▸ **TASKS**
- 1) Answer these questions from the text on Ebola and faith:
(a) What two problems does it say science causes?
(b) What were the outsiders wearing?
(c) Between what does it ask whether a neutral position exists from which to adjudicate?
- 2) Reproduce the text on Ebola and faith word for word, from "All sorts of" up to and including "adjudicate between them?".
- 3) Decide whether each statement agrees with the text on Ebola and faith. Answer yes or no, and quote the words of the text that settle it.
(a) Science solves every problem.
(b) The outsiders overruled local authorities and accepted practices.
(c) Everyone at the heart of the Ebola outbreak accepted the medical approaches to the problem.

There is, however, another approach one could take when faced with such a desperate situation, whether due to Ebola or any other threat to health. What about religion? What about having faith that God will make things right? Shouldn’t one pray for deliverance from this or any other evil? Is that just superstitious nonsense, a last resort, the ultimate sign of desperation? From another perspective, is it hope-giving or even the best hope? Science doesn’t solve every problem; indeed, we know it causes some, such as nuclear weapons and pollution. So who are we to assume we can handle all these problems single-handedly. Humanity’s arrogance has caused so many difficulties, isn’t it sometimes right to trust in God’s wisdom instead?

I will take a philosophical approach to answering these questions. They are pressing. There were some at the heart of the Ebola outbreak who did indeed challenge the medical approaches to the problem. Those approaches were brought by outsiders wearing frightening garbs. The outsiders were overruling local authorities and accepted practices. In particular, they seemed faithless, acting as if they didn’t need God’s help but were going to tackle the problem entirely with human-made science. Where was prayer in their plans? Where was God’s beneficence?

All sorts of philosophically significant ideas are involved in this debate. What does prayer actually do and how does it do it? What would count as a miracle? Is it rational to believe that miracles ever occur? And how do we adjudicate between two very different belief systems when they come into conflict? Is there any neutral position from which to adjudicate between them?

▸ **RECORDS SHOWN**

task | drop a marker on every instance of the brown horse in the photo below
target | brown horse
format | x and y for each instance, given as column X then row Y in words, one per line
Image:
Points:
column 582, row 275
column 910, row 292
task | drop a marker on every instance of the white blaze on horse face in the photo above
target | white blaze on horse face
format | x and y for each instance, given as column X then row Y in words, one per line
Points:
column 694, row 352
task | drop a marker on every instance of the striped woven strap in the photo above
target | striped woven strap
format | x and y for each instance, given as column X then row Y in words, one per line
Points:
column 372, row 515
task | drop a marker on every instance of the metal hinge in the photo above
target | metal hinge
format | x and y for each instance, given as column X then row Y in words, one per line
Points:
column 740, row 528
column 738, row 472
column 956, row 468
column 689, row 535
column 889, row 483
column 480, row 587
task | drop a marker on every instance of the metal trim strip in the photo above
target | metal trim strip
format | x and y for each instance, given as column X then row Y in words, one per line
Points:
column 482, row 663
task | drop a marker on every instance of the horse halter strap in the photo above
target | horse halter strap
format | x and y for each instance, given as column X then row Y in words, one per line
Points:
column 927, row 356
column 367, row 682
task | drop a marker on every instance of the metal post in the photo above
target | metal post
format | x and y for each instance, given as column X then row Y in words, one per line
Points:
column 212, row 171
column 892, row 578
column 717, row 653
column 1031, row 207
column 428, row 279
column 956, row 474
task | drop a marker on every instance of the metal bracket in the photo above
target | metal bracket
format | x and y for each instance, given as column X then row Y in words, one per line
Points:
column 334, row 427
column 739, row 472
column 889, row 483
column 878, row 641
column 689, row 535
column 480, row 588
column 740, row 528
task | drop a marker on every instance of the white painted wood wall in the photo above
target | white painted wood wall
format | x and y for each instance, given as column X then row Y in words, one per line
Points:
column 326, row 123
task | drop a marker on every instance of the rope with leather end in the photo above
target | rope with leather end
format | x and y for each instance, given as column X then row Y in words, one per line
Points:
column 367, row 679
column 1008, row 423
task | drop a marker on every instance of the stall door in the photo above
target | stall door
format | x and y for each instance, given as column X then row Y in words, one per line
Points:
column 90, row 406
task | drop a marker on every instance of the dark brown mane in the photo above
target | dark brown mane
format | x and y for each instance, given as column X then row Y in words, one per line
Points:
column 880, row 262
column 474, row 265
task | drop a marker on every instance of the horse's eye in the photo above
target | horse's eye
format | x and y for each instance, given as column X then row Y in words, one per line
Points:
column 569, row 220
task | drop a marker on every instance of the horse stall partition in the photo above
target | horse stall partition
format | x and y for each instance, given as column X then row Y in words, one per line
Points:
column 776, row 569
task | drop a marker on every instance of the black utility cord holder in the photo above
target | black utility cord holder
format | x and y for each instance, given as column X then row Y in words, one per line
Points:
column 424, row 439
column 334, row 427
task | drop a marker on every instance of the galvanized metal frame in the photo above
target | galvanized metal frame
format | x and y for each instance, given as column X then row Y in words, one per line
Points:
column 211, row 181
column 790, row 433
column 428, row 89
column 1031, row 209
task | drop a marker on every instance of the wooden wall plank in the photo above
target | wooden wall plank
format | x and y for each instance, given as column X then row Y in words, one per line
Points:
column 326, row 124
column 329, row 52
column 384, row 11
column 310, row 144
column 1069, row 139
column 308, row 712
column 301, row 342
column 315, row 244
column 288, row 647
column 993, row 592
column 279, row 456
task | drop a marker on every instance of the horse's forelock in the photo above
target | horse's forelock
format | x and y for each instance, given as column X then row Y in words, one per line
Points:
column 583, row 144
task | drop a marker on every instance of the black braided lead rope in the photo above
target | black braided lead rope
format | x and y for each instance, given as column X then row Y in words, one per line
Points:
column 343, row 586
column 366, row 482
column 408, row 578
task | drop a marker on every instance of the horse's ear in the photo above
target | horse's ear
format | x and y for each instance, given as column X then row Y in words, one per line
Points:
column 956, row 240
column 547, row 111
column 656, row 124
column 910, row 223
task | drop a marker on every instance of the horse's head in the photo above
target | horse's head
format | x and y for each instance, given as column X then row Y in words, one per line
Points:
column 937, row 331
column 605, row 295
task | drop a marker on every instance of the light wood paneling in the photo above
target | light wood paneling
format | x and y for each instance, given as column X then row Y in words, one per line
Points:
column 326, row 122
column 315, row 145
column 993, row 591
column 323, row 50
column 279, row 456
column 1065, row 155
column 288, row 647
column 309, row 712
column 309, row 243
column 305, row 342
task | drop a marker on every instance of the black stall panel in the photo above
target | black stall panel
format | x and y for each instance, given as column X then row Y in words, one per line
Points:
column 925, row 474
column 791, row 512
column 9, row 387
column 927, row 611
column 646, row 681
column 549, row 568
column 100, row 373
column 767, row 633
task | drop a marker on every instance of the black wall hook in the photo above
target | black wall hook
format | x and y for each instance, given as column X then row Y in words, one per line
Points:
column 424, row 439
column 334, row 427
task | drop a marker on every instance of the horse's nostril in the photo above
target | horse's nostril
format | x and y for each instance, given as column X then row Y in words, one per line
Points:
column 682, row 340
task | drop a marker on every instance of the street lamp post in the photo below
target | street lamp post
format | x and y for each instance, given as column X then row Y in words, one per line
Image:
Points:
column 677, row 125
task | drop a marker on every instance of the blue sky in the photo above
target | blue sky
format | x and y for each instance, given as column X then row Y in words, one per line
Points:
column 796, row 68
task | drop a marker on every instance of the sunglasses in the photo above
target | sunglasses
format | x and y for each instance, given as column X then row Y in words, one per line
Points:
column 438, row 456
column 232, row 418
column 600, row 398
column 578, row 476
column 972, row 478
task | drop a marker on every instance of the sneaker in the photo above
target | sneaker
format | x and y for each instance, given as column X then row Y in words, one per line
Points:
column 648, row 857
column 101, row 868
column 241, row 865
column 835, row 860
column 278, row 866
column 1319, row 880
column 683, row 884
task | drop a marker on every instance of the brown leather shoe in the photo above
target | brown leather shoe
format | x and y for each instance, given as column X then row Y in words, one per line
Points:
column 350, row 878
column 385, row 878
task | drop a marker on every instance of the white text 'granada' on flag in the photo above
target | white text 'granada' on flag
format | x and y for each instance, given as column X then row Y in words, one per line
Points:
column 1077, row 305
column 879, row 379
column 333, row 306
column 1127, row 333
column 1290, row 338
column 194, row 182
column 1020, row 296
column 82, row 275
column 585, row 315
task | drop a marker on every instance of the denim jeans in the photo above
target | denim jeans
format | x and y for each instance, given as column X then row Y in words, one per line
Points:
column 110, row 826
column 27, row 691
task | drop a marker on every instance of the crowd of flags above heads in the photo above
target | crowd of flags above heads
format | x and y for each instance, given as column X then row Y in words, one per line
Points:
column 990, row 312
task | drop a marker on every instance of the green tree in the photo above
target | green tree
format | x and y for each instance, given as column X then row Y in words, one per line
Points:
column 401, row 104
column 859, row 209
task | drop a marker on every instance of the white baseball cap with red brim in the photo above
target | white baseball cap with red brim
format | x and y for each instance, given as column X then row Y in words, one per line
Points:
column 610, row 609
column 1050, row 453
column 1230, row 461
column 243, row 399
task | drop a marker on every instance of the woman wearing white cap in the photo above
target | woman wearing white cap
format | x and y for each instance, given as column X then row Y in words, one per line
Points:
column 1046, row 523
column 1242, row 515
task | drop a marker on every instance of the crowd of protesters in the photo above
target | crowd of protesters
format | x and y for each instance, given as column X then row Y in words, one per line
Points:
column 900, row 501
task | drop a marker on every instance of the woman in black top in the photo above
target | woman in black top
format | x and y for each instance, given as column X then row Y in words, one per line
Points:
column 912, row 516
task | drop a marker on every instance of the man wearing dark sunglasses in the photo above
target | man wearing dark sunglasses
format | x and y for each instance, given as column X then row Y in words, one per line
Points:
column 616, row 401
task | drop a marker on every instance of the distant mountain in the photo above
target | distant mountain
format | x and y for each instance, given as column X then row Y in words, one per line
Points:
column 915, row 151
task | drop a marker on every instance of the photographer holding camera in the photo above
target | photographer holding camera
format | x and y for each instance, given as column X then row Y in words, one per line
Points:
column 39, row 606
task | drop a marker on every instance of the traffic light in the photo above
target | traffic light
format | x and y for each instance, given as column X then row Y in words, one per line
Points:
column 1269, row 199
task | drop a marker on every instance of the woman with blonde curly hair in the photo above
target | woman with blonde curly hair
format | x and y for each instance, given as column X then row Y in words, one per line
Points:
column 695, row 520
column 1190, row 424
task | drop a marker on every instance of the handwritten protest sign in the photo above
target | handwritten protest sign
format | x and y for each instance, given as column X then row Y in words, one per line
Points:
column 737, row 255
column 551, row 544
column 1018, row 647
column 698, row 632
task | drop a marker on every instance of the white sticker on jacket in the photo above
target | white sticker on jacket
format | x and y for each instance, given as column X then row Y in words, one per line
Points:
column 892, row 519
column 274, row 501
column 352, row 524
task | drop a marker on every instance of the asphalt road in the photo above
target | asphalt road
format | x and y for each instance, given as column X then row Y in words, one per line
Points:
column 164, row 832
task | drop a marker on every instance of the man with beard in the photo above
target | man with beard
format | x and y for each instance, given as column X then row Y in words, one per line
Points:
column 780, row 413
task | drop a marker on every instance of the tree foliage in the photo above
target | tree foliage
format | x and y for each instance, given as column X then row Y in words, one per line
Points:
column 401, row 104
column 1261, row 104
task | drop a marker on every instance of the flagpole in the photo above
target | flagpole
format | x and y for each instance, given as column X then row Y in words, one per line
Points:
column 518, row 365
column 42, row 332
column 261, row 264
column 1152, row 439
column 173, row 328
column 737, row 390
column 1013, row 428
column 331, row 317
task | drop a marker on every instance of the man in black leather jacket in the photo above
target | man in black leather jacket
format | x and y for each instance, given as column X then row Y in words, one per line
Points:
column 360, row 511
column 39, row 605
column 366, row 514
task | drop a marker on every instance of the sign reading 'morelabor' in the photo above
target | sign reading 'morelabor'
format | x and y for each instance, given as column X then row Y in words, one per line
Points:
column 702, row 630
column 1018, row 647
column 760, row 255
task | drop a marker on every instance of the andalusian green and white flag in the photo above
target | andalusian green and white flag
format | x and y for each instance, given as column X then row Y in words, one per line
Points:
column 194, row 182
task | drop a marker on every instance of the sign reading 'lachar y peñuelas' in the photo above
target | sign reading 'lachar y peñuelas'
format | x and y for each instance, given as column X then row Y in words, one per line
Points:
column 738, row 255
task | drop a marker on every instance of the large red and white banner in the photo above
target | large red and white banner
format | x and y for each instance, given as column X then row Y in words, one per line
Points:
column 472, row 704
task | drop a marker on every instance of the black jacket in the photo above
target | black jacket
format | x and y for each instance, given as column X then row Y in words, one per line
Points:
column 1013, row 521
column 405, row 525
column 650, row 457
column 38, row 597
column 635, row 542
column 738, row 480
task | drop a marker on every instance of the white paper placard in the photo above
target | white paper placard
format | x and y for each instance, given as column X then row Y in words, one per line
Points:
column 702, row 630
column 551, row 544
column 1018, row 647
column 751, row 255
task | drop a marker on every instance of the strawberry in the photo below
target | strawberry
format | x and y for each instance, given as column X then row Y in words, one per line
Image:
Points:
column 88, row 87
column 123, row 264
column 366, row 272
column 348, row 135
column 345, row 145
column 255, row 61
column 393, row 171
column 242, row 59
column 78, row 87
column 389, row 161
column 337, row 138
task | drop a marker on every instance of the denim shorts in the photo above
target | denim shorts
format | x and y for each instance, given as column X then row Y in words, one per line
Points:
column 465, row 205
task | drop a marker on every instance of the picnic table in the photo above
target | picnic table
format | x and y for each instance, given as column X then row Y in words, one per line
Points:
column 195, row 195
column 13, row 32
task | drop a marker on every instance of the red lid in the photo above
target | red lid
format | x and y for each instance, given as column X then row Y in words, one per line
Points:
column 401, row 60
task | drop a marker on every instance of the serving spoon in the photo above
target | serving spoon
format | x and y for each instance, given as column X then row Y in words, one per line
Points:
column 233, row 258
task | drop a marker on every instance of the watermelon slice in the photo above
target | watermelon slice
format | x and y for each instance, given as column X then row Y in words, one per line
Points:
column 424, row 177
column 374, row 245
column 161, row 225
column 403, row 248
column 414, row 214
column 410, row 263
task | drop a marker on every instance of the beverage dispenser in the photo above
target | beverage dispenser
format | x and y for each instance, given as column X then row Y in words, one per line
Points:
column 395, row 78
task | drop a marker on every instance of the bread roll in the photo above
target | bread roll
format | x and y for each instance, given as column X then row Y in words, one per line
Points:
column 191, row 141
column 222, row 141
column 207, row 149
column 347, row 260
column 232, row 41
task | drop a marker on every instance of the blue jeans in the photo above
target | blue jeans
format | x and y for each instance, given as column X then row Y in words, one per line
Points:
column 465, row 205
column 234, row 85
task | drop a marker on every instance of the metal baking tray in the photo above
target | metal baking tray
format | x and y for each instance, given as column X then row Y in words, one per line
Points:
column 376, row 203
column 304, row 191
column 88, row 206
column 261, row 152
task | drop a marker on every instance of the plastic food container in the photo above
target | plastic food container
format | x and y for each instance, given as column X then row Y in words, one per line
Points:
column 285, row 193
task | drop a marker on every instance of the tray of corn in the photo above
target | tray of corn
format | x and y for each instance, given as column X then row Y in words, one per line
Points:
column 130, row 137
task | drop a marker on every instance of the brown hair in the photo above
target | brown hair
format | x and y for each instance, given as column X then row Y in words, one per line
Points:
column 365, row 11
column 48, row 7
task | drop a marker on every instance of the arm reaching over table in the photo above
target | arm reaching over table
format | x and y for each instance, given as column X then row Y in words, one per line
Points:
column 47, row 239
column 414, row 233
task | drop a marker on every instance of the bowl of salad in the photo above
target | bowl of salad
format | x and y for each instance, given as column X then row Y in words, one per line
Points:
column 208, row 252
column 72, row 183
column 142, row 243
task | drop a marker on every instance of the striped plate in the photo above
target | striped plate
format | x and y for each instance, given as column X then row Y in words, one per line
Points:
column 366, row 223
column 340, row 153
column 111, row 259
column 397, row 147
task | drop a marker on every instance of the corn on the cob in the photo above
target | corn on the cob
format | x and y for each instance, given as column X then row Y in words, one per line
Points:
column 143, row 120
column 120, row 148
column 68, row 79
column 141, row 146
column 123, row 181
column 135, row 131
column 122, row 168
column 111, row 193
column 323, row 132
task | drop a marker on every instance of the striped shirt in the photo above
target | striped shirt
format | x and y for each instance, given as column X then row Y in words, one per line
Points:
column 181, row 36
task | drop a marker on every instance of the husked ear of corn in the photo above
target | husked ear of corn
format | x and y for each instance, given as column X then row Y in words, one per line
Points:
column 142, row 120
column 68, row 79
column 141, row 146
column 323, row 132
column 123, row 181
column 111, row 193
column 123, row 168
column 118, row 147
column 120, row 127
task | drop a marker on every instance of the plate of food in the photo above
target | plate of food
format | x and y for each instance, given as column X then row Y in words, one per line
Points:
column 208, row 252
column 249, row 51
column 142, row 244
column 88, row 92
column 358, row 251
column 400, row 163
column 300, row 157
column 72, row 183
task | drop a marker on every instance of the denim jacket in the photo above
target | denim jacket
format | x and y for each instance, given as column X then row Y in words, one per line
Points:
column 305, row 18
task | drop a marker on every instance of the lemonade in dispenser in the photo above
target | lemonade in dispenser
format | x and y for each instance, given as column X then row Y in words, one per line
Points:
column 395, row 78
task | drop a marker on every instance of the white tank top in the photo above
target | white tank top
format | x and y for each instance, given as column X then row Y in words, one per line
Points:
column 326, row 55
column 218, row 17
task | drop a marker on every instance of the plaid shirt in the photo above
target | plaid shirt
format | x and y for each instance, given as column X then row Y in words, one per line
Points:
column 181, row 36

▸ **TASK-BY-TASK SOLUTIONS**
- 1)
(a) Nuclear weapons and pollution.
(b) Frightening garbs.
(c) Two very different belief systems.

- 2)
All sorts of philosophically significant ideas are involved in this debate. What does prayer actually do and how does it do it? What would count as a miracle? Is it rational to believe that miracles ever occur? And how do we adjudicate between two very different belief systems when they come into conflict? Is there any neutral position from which to adjudicate between them?

- 3)
(a) No: "Science doesn’t solve every problem"
(b) Yes: "The outsiders were overruling local authorities and accepted practices."
(c) No: "There were some at the heart of the Ebola outbreak who did indeed challenge the medical approaches to the problem."